THE PROBLEM: The data below needs to be returned exactly, line for line.

RECORD EXCERPTS:
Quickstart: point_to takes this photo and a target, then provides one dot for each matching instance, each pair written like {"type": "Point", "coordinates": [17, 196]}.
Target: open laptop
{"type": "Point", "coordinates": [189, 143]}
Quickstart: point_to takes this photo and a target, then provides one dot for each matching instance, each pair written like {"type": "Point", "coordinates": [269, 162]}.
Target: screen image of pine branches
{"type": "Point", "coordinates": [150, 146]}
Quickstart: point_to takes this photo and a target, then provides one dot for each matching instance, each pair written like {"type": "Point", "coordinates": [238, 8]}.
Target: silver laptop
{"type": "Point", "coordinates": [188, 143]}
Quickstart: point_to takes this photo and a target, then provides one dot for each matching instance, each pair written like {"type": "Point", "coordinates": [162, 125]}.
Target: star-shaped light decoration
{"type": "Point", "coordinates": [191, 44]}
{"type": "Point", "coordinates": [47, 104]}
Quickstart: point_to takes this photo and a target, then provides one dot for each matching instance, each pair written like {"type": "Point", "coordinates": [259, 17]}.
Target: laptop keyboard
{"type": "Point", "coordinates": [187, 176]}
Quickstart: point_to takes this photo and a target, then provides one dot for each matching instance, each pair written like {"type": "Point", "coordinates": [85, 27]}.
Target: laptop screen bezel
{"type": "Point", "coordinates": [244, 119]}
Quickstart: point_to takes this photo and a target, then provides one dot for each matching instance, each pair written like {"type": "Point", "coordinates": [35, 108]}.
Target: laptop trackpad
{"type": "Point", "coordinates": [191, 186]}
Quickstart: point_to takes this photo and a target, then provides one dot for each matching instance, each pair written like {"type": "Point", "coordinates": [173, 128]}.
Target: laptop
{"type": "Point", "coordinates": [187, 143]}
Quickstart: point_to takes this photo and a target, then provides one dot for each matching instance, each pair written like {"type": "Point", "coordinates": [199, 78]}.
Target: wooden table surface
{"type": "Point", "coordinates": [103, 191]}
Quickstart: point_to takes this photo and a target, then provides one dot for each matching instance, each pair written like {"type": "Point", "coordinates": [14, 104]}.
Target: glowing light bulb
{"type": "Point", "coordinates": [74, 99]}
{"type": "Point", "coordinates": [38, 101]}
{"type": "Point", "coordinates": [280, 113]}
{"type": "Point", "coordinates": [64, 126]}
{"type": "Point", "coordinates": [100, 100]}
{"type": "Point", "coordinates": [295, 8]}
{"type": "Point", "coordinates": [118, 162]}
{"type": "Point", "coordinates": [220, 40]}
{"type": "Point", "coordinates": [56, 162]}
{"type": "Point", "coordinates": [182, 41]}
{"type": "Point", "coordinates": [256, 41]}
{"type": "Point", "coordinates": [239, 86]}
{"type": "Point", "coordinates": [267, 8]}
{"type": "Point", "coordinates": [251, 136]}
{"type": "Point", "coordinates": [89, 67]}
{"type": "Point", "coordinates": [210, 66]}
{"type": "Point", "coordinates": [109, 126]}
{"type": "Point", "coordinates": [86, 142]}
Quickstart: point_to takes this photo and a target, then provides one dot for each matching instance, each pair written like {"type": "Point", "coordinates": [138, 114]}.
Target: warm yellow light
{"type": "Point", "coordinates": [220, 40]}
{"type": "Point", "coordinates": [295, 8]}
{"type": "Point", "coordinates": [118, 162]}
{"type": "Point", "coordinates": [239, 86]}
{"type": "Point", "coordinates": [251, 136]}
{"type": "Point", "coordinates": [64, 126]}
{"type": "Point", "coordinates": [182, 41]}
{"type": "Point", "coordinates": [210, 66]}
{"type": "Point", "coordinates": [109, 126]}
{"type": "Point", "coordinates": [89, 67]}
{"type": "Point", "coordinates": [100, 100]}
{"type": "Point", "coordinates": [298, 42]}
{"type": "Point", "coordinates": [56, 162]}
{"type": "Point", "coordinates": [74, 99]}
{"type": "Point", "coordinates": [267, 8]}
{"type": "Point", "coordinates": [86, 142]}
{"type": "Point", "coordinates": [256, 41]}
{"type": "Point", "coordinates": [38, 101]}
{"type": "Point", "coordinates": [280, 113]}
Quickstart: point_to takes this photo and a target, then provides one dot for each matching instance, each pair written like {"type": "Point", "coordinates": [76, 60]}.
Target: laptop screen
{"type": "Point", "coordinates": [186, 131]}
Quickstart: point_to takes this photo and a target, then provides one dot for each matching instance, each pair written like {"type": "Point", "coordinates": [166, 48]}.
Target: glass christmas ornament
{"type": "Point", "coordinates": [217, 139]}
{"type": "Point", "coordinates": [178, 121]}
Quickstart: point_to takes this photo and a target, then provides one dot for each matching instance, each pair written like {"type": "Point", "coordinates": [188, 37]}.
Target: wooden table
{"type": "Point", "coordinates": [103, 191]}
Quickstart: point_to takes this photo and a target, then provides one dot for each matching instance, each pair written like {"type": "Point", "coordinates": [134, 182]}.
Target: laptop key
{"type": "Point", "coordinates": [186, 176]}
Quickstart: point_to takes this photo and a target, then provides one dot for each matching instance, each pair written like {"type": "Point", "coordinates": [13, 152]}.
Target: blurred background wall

IN RESPONSE:
Quickstart: point_to takes this photo and a target, then provides one dot for each matching instance, each pair written like {"type": "Point", "coordinates": [17, 196]}.
Target: open laptop
{"type": "Point", "coordinates": [189, 143]}
Quickstart: point_to takes this photo and a target, then provides one dot for each matching instance, each pair written like {"type": "Point", "coordinates": [269, 162]}.
Target: screen image of pine branches
{"type": "Point", "coordinates": [150, 146]}
Quickstart: point_to takes this photo and a target, then provides one dot for each matching instance, each pair written like {"type": "Point", "coordinates": [238, 8]}.
Target: silver laptop
{"type": "Point", "coordinates": [188, 143]}
Quickstart: point_to takes this photo and a target, then provides one dot for each matching instance, each pair written like {"type": "Point", "coordinates": [162, 125]}.
Target: star-shaped light decoration
{"type": "Point", "coordinates": [191, 44]}
{"type": "Point", "coordinates": [47, 104]}
Quickstart: point_to takes this photo and a target, then provides one dot for each matching instance, each pair written like {"type": "Point", "coordinates": [259, 17]}.
Target: laptop keyboard
{"type": "Point", "coordinates": [187, 176]}
Quickstart: point_to takes this photo and a target, then provides one dot for each matching instance, each pair written like {"type": "Point", "coordinates": [85, 27]}.
Target: laptop screen bezel
{"type": "Point", "coordinates": [244, 119]}
Quickstart: point_to takes this photo and a target, then provides one dot for each matching instance, each pair written like {"type": "Point", "coordinates": [35, 108]}.
Target: laptop trackpad
{"type": "Point", "coordinates": [191, 186]}
Quickstart: point_to takes this photo and a target, then provides one dot for each matching instance, each pair written like {"type": "Point", "coordinates": [173, 128]}.
Target: laptop
{"type": "Point", "coordinates": [187, 143]}
Quickstart: point_to takes this photo and a target, then provides one dot for each matching instance, each pair written like {"type": "Point", "coordinates": [199, 78]}.
Target: wooden table surface
{"type": "Point", "coordinates": [103, 191]}
Quickstart: point_to takes this photo and a target, then provides one dot for each matching instance, each pair written like {"type": "Point", "coordinates": [14, 104]}.
Target: glowing light bulb
{"type": "Point", "coordinates": [74, 99]}
{"type": "Point", "coordinates": [38, 101]}
{"type": "Point", "coordinates": [280, 113]}
{"type": "Point", "coordinates": [64, 126]}
{"type": "Point", "coordinates": [100, 100]}
{"type": "Point", "coordinates": [295, 8]}
{"type": "Point", "coordinates": [118, 162]}
{"type": "Point", "coordinates": [220, 40]}
{"type": "Point", "coordinates": [56, 162]}
{"type": "Point", "coordinates": [182, 41]}
{"type": "Point", "coordinates": [256, 41]}
{"type": "Point", "coordinates": [239, 86]}
{"type": "Point", "coordinates": [267, 8]}
{"type": "Point", "coordinates": [251, 136]}
{"type": "Point", "coordinates": [89, 67]}
{"type": "Point", "coordinates": [210, 66]}
{"type": "Point", "coordinates": [109, 126]}
{"type": "Point", "coordinates": [86, 142]}
Quickstart: point_to takes this photo and a target, then provides one dot for each matching instance, each pair written like {"type": "Point", "coordinates": [138, 114]}.
Target: warm yellow light
{"type": "Point", "coordinates": [220, 40]}
{"type": "Point", "coordinates": [295, 8]}
{"type": "Point", "coordinates": [118, 162]}
{"type": "Point", "coordinates": [239, 86]}
{"type": "Point", "coordinates": [251, 136]}
{"type": "Point", "coordinates": [64, 126]}
{"type": "Point", "coordinates": [182, 41]}
{"type": "Point", "coordinates": [210, 66]}
{"type": "Point", "coordinates": [109, 126]}
{"type": "Point", "coordinates": [89, 67]}
{"type": "Point", "coordinates": [100, 100]}
{"type": "Point", "coordinates": [298, 42]}
{"type": "Point", "coordinates": [56, 162]}
{"type": "Point", "coordinates": [74, 99]}
{"type": "Point", "coordinates": [267, 8]}
{"type": "Point", "coordinates": [86, 142]}
{"type": "Point", "coordinates": [256, 41]}
{"type": "Point", "coordinates": [38, 101]}
{"type": "Point", "coordinates": [280, 113]}
Quickstart: point_to takes this photo and a target, then provides one dot for each matching instance, each pair written like {"type": "Point", "coordinates": [76, 60]}.
Target: laptop screen
{"type": "Point", "coordinates": [186, 131]}
Quickstart: point_to takes this photo and a target, then provides one dot for each matching instance, each pair written like {"type": "Point", "coordinates": [166, 48]}.
Target: glass christmas ornament
{"type": "Point", "coordinates": [217, 139]}
{"type": "Point", "coordinates": [178, 121]}
Quickstart: point_to takes this photo and a target, then provides one dot for each matching instance, each pair written like {"type": "Point", "coordinates": [188, 37]}.
Target: wooden table
{"type": "Point", "coordinates": [103, 191]}
Quickstart: point_to takes this photo and a target, then provides one dot for each matching instance, each pair written like {"type": "Point", "coordinates": [134, 182]}.
Target: laptop key
{"type": "Point", "coordinates": [186, 176]}
Quickstart: point_to takes this photo and a target, then provides one dot for each matching instance, each pair written like {"type": "Point", "coordinates": [13, 152]}.
Target: blurred background wall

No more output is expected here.